### Что сделать
#1 Кто, согласно отрывку из рецензий на фильмы, играет отца Бейли?
#2 Пожалуйста, продолжите отрывок из рецензий на фильмы, начав сразу после его последнего предложения.

### Отрывок
------------------------------
При всей напускной серьезности «Арман» больше напоминает курсовую. По фильму Тёнделя можно наглядно разбирать, что такое грубая ученическая режиссура. Вода зловеще капает из крана, намекая на недоброе. Неисправная пожарная сигналка надрывается в те моменты, когда это нужно автору. Зафиксированная в коридоре картина с глазницей по центру намекает на наш вуайеристский интерес. Директор школы потеет — от напряжения. У завуча из носа хлещет кровь — от волнения. Неопытная училка спотыкается о коробки — от неловкости. Элизабет нетерпеливо грызет ногти и лихорадочно смеется. Когда надежда на конструктивный диалог будет окончательно потеряна, все тот же директор заведет пространный монолог о разнице безответственности и терпимости в контексте новой этики. От теоретически безболезненной адаптации в форме тюзовского спектакля «Армана» уберегают последние двадцать минут, решенные как шизофренически-танцевальный этюд (и то, соответствующую сцену в этом году уже сделали эффектнее во второй «Улыбке»). Тёнделю хватает такта не проговорить вслух кульминацию, решив ее почти без слов. Как если бы в советском «Винни-Пухе», Пятачок пять минут стоял в дождевике молча, а потом… Пошел дождь.
Растрепанная двенадцатилетка Бейли (Никия Адамс) в свободные от домашней ругани с отцом (Барри Кеоган, «Солтберн») часы интуитивно снимает на смартфон видео о том, что находит красивым (затылки, птицы, лошади, трава-мурава). Она и рада бы прибиться к шайке доморощенных подростков-мстителей, лишь бы быть частью чего-то — но девчонок благотворительно пакостить не берут. Вот и приходится в одиночку гулять, часто грустить и чуть реже злиться (на мир). Однажды, задремав, Бейли забывается в поле, а поутру встречает подозрительно вежливого для местных гоп-широт цаплеобазного странника Берда (Франц Роговский, «Ундина»), который приехал искать в графстве Кент свою семью. За неимением корешей (кроме старшего сводного брата) она заводит с блаженным чудаком спасительную дружбу.
------------------------------
### Сохранённые записи данных
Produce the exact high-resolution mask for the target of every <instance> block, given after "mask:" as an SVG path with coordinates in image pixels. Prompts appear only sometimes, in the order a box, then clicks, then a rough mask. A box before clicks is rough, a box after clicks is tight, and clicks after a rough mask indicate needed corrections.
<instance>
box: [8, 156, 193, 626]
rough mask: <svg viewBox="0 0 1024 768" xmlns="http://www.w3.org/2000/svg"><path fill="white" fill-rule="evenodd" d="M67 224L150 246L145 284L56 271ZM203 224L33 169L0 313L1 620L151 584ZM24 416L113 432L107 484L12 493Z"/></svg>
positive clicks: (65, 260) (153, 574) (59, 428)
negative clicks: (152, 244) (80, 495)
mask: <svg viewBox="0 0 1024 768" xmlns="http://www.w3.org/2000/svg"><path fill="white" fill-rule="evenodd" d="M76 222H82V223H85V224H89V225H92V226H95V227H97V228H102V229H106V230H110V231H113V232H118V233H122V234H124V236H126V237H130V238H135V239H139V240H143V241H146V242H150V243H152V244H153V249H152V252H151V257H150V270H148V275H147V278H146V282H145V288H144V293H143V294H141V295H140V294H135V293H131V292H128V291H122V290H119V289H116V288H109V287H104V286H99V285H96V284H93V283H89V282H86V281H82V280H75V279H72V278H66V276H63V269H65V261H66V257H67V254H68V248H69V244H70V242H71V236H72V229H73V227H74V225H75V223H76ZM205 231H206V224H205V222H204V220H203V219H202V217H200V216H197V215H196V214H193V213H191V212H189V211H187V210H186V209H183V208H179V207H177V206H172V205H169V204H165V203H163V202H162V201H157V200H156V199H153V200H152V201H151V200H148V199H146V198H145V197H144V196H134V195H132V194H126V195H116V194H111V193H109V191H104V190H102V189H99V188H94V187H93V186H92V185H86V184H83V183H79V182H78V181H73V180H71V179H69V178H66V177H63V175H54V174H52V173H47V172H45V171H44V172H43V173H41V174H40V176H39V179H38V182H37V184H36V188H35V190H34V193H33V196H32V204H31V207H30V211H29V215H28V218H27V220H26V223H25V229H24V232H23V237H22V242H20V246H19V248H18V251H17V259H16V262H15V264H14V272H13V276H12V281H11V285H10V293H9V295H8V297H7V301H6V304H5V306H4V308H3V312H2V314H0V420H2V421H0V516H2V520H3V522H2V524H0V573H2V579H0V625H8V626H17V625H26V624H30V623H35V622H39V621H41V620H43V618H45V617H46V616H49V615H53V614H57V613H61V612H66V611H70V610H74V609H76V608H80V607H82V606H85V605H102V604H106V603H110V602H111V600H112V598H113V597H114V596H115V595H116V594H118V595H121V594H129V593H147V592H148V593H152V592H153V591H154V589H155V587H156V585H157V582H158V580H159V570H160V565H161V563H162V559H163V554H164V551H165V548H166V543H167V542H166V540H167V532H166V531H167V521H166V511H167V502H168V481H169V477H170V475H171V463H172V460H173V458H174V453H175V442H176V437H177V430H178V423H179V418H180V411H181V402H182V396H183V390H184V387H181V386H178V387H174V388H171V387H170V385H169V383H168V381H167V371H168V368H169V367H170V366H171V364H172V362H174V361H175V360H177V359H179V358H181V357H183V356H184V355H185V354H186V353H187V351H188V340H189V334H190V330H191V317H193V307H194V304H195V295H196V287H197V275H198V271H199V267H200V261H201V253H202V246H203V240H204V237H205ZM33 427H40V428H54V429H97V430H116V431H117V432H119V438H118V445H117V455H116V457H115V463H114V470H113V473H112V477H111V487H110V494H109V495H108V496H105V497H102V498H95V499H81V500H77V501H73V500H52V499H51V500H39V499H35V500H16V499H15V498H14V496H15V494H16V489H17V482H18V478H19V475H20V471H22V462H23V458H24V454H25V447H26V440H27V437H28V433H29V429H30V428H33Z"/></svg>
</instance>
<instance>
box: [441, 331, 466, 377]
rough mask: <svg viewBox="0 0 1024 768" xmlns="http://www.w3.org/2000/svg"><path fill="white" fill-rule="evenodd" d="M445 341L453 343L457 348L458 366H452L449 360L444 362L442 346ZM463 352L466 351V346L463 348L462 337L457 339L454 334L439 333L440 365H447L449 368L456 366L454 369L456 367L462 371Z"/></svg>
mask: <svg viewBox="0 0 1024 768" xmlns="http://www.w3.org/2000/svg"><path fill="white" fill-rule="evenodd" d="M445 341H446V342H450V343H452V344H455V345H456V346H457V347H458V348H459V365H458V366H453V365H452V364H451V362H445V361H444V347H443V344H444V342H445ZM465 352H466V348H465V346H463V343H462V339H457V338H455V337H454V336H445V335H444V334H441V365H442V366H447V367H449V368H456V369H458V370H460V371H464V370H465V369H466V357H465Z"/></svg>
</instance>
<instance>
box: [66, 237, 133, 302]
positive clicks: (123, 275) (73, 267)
------------------------------
### Результаты заданий
#1 Барри Кеоган.

#2
Можно ли безболезненно срастить известные кино-измы? Получилось же у Рорвахер год назад поженить магический и нео-реализм. Наверняка селективный метод должен был быть по плечу и британской сочинительнице приземленных сказок о мятежных перекати-поле героях Андреа Арнольд («Аквариум», «Американская милашка»). В «Птице» «реализм кухонной раковины» вроде бы не ржавеет от полировки волшебством момента. В драме братца, разросшейся до шекспировских масштабов (залетела подружка, теперь родаки наглухо заперли ее в многоквартирной башне), Бейли находит решение, спустившееся с небес, и это, по меньшей мере, момент завораживающе-изящный в своей простоте. Был бы фильм Арнольд всецело про то, как найти маленькие чудеса в беспросветной прозе неблагополучия, его можно было бы смело записывать в Красную книгу.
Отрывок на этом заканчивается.